*WHAT NEEDS TO BE DONE*: Search the data below for the string "window" and copy all lines where it shows up.

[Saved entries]
>>>>>
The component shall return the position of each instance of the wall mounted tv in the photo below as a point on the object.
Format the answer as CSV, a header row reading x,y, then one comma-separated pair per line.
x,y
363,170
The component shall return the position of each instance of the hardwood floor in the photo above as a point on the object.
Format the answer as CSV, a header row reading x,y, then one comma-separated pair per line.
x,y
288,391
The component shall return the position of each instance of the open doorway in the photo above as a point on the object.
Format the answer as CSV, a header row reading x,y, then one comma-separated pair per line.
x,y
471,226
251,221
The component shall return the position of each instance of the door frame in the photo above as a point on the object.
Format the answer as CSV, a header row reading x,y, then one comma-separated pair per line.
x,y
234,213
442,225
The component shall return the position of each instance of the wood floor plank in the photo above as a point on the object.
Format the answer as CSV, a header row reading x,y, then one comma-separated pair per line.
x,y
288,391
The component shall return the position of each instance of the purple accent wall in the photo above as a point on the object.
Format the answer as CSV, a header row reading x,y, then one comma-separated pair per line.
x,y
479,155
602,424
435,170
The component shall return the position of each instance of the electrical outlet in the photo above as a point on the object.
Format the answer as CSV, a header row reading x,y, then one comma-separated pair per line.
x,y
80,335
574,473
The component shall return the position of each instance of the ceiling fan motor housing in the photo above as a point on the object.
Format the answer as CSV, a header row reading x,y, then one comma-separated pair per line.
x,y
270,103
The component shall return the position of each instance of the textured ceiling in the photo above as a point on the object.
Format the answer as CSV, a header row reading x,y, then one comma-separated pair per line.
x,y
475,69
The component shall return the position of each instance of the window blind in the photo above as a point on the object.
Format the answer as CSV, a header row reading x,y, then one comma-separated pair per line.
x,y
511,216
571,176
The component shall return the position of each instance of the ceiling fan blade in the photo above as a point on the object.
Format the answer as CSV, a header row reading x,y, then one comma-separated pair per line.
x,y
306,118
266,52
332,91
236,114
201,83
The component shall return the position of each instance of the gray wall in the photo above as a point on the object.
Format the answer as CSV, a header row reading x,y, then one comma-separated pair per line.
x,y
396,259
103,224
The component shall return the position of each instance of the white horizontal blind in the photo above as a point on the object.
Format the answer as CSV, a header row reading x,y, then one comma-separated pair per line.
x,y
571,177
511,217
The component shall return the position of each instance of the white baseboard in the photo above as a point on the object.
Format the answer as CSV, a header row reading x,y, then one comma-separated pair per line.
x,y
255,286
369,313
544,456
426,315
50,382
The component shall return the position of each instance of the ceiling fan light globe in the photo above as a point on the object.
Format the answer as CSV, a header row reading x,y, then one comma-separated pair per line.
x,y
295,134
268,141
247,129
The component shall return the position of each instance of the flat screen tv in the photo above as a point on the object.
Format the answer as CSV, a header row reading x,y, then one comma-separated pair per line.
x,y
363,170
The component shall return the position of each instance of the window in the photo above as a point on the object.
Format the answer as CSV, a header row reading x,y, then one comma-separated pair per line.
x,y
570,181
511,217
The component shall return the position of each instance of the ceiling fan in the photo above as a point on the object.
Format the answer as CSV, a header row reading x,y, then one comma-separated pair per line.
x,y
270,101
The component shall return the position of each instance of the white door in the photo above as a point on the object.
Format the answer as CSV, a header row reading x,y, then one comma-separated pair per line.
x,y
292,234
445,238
<<<<<
*TASK OUTPUT*:
The component shall return the position of each instance of the window blind in the photo above as a point on the object.
The component shall return the position of each instance of the window in the photo above as a point on the object.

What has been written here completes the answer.